#### Given request:
Reproduce, character for character, the lines of the records below, starting at the line containing "[locate] turtle (one point per instance)" and ending at the final line of the records, both included.

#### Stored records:
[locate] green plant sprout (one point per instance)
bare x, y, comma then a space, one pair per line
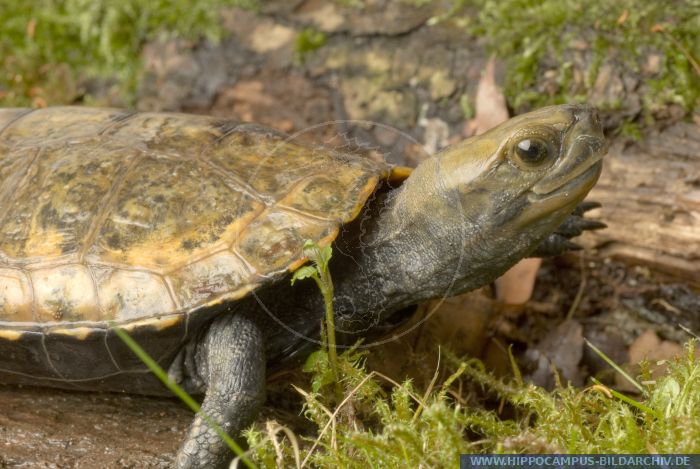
320, 257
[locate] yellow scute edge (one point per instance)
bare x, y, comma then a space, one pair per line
8, 334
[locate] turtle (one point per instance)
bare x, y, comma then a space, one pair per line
184, 231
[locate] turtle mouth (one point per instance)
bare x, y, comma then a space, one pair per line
575, 189
553, 196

#### The completed task:
[locate] turtle (one point per instance)
bare x, y, comma then a space, one pair per line
184, 231
[locate] turtle mouth (one point per instance)
bare x, y, comma then a space, one pair per line
575, 189
553, 196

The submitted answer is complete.